▶ [WORK TASK] Apart from the pictures, every entry below should be repeated exactly.

----

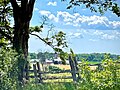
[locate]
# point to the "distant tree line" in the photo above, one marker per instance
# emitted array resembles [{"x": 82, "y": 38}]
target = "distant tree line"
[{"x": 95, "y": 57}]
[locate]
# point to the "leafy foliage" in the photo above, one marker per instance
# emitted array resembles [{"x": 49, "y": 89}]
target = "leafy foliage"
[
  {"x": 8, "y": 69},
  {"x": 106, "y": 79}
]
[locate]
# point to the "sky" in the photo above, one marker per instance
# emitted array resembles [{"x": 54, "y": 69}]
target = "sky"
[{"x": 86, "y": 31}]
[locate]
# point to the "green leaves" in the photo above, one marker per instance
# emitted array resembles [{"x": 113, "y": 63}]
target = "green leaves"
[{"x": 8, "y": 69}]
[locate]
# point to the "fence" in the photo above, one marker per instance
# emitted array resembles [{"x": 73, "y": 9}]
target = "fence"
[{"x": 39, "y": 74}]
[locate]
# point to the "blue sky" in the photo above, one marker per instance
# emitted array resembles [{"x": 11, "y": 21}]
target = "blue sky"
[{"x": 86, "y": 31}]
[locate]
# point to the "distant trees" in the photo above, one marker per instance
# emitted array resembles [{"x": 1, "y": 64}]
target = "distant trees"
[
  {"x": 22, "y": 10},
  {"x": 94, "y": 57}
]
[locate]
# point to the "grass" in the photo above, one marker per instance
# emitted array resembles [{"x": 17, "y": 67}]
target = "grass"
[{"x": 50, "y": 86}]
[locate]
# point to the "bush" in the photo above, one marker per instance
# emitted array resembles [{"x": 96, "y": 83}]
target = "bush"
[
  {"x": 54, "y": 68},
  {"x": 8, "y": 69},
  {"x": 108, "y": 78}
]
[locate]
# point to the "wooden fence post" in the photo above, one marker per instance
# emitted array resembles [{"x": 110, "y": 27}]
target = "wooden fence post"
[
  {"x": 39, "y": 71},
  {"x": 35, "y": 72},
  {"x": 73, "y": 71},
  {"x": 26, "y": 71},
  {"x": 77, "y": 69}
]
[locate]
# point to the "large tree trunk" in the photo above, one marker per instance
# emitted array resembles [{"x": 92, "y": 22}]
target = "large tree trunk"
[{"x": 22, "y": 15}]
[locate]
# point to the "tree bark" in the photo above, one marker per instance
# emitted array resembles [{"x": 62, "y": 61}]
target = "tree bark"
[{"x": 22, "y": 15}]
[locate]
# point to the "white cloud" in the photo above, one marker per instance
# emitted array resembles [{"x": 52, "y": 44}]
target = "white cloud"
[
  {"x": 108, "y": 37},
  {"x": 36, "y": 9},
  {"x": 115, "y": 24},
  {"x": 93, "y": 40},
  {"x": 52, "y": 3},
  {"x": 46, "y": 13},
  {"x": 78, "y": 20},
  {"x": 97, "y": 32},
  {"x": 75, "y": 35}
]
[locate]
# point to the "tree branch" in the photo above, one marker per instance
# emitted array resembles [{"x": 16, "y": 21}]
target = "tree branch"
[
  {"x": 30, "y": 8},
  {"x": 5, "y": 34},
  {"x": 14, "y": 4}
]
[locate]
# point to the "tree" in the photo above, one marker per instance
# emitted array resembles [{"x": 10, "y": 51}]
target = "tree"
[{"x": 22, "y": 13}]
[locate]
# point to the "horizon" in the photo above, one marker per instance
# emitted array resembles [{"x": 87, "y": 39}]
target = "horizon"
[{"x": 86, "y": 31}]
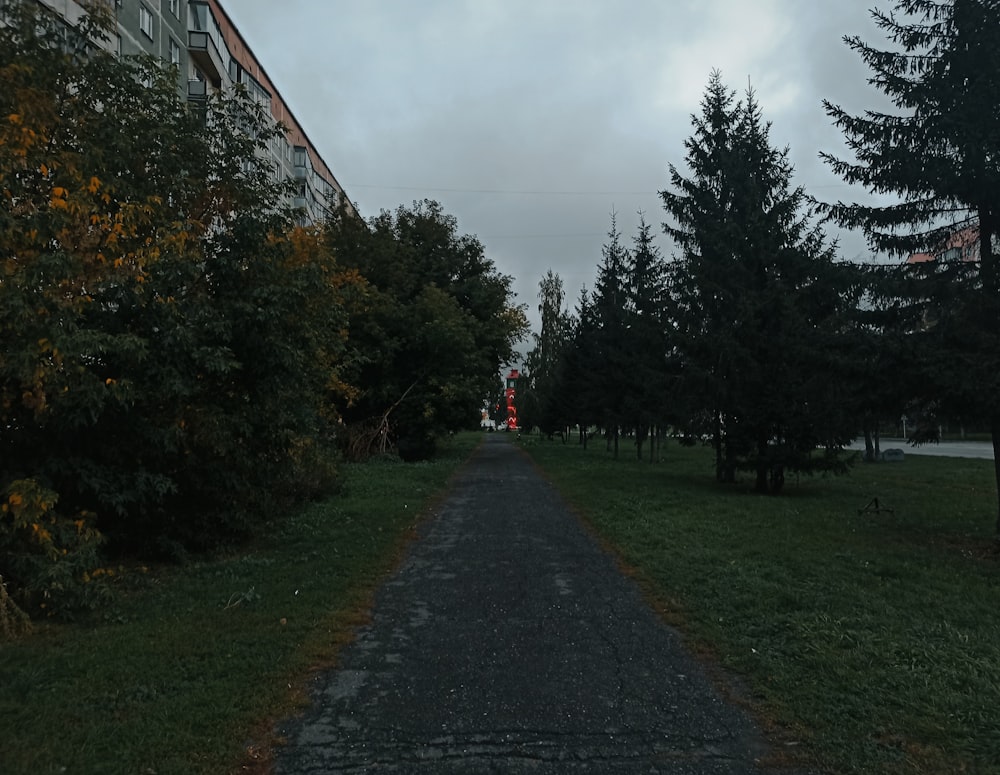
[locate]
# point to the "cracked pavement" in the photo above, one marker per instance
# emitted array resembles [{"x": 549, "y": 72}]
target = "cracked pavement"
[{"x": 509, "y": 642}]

----

▶ [SOLUTION BELOW]
[locate]
# point to the "distant tree line" in the photo above, one marker per instance
# emitted array resembles [{"x": 82, "y": 38}]
target = "distant tree line"
[{"x": 95, "y": 57}]
[locate]
# point to the "leafy foliage" in the photo above, one marker per instance
# emitted array resembles [{"x": 49, "y": 89}]
target = "leafy foliage"
[
  {"x": 8, "y": 69},
  {"x": 106, "y": 79}
]
[locate]
# point to the "sky" in the photo above, one marker per instance
# emitted array resembles [{"x": 54, "y": 69}]
target = "sky"
[{"x": 86, "y": 31}]
[locate]
# point to the "green leaves" in the photo above, one marker per instance
# emitted array resembles [{"x": 113, "y": 63}]
target = "green leaves"
[{"x": 8, "y": 69}]
[locate]
# point to the "fence" in the photo above, one marker per instance
# emitted array resembles [{"x": 73, "y": 9}]
target = "fence"
[{"x": 39, "y": 74}]
[locate]
# point to the "blue sky" in the photo above, one marker per instance
# emitted array resembles [{"x": 11, "y": 21}]
target = "blue sky"
[{"x": 86, "y": 31}]
[locate]
# point to the "distant trees" in the photo above, one marker per instance
# emitted array resembles [{"x": 1, "y": 64}]
target = "distant trees"
[
  {"x": 22, "y": 10},
  {"x": 94, "y": 57}
]
[locate]
# point to the "grass" in the photo above, one marker per instance
# emitted array resembles [{"x": 17, "y": 67}]
target = "grass"
[{"x": 50, "y": 86}]
[locate]
# point to the "bush" in the photo above, one marker per instance
# emitted array resembles [{"x": 96, "y": 83}]
target = "bush"
[
  {"x": 54, "y": 68},
  {"x": 8, "y": 69},
  {"x": 108, "y": 78}
]
[locate]
# point to the "wooden fence post" in the photo above, one marker per instance
# emitted array resembles [{"x": 110, "y": 27}]
target = "wooden fence post"
[
  {"x": 39, "y": 71},
  {"x": 35, "y": 72},
  {"x": 73, "y": 71},
  {"x": 26, "y": 71},
  {"x": 77, "y": 69}
]
[locate]
# point to the "large tree trunk" in the photo above, one marker per instance
# emitted array resembles [{"x": 92, "y": 22}]
target = "large tree trunk"
[{"x": 22, "y": 15}]
[locate]
# point to the "tree bark" in the photo above, one marker per instance
# emitted array resembles [{"x": 62, "y": 61}]
target = "tree bark"
[{"x": 22, "y": 15}]
[locate]
# point to the "white cloud" in the photo above, one marker per instance
# emitted array resembles [{"x": 52, "y": 44}]
target = "white cloud"
[
  {"x": 108, "y": 37},
  {"x": 36, "y": 9},
  {"x": 115, "y": 24},
  {"x": 93, "y": 40},
  {"x": 52, "y": 3},
  {"x": 46, "y": 13},
  {"x": 78, "y": 20},
  {"x": 97, "y": 32},
  {"x": 75, "y": 35}
]
[locate]
# point to the "tree branch" in the photo above, one marker per instance
# emitted array resembles [{"x": 16, "y": 21}]
target = "tree branch"
[
  {"x": 30, "y": 8},
  {"x": 5, "y": 34},
  {"x": 14, "y": 4}
]
[locate]
# point to the "tree" in the photo above, one marker per instance
# emitted array resembles [{"x": 10, "y": 51}]
target = "tree"
[{"x": 22, "y": 13}]
[locate]
# point to the "horizon" in the photo above, one marker per instance
# emitted array resembles [{"x": 87, "y": 39}]
target = "horizon"
[{"x": 86, "y": 31}]
[locate]
# point to the "cracked pavement" in the photo above, one marker per instance
# emitted array resembles [{"x": 549, "y": 72}]
target = "cracked pavement"
[{"x": 509, "y": 642}]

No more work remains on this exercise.